→ **Work to be completed**:
Transcribe every line of the records below word for word, keeping the same order.

→ **Dataset entries**:

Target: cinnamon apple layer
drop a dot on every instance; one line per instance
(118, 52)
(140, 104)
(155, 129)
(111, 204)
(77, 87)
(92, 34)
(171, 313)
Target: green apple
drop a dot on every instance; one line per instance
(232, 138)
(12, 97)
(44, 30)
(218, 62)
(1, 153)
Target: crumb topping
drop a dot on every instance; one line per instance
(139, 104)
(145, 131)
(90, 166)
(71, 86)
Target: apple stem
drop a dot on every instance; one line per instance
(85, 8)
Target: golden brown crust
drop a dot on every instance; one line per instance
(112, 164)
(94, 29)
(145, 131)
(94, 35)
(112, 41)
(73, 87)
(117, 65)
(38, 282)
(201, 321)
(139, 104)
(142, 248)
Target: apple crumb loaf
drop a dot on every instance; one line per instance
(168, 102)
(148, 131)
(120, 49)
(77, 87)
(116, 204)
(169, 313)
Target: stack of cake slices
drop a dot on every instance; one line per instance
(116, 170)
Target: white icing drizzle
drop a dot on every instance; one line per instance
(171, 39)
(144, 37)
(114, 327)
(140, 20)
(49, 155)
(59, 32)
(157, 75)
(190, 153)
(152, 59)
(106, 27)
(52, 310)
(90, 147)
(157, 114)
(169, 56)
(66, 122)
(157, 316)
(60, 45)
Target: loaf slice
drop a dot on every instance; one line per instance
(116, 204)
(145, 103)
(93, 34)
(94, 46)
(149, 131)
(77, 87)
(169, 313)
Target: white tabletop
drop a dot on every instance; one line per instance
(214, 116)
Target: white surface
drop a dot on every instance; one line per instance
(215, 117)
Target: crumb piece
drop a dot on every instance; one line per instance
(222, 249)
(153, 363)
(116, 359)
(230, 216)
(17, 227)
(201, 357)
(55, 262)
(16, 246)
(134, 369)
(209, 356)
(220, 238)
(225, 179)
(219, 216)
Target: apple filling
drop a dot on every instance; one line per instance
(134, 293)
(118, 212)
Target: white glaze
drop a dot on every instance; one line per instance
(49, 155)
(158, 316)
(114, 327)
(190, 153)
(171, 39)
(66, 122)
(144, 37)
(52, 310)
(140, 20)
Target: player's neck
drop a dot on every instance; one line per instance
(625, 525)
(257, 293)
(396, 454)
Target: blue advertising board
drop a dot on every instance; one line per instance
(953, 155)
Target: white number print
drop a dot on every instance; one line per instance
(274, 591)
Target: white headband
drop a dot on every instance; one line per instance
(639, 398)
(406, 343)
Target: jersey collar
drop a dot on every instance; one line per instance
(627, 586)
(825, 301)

→ **Answer below**:
Target: cinnamon apple layer
drop a dot on every instance; one line per instance
(118, 52)
(140, 104)
(155, 129)
(111, 204)
(77, 87)
(92, 34)
(171, 313)
Target: green apple
drop a dot on every instance; one line per instance
(232, 138)
(12, 97)
(44, 30)
(218, 62)
(1, 153)
Target: crumb topping
drop a dot on every instance; one line per instance
(139, 104)
(145, 131)
(90, 166)
(71, 86)
Target: apple stem
drop a dot on every instance; one line per instance
(85, 8)
Target: golden brown crust
drop a dot on every instance; one line per instance
(112, 164)
(94, 29)
(145, 131)
(94, 35)
(112, 41)
(73, 87)
(117, 65)
(38, 282)
(201, 321)
(139, 104)
(142, 248)
Target: apple crumb loaf
drop a dot on every instance; one line per instance
(168, 102)
(148, 131)
(120, 49)
(77, 87)
(116, 204)
(169, 313)
Target: stack of cake slices
drop a dot on every instance; one line per instance
(116, 170)
Target: white icing drizzle
drop a dot on every instance; one line per instance
(171, 39)
(144, 37)
(114, 327)
(140, 20)
(49, 155)
(59, 32)
(157, 75)
(190, 153)
(152, 59)
(106, 27)
(52, 310)
(90, 147)
(157, 114)
(169, 56)
(66, 122)
(157, 316)
(60, 45)
Target: loaf slice
drop a dot on every instance; one line per instance
(116, 204)
(145, 103)
(93, 34)
(94, 46)
(149, 131)
(77, 87)
(169, 313)
Target: white tabletop
drop a dot on every instance; one line per instance
(214, 116)
Target: white surface
drop a dot on every instance; one line per instance
(215, 117)
Target: crumb piece
drop a dot on every instance; one line per instance
(222, 249)
(153, 363)
(116, 359)
(230, 216)
(17, 227)
(201, 357)
(55, 262)
(16, 246)
(134, 369)
(209, 356)
(220, 238)
(225, 179)
(219, 216)
Target: apple filling
drop a dot on every instance; one line per instance
(134, 293)
(118, 212)
Target: white glaze
drop a dot on every instance; one line per instance
(49, 155)
(158, 316)
(114, 327)
(190, 153)
(171, 39)
(66, 122)
(144, 37)
(52, 310)
(140, 20)
Target: player's neck
drop a dot on every instance; one line per instance
(625, 525)
(257, 293)
(396, 454)
Target: blue advertising board
drop a dot on every instance; one line per instance
(953, 155)
Target: white number print
drop a dot on every instance; one line per instance
(274, 591)
Target: white headband
drop a dot on every instance; one line per instance
(639, 398)
(406, 343)
Target: jersey collar
drop a dot on every instance; one line per instance
(627, 586)
(825, 301)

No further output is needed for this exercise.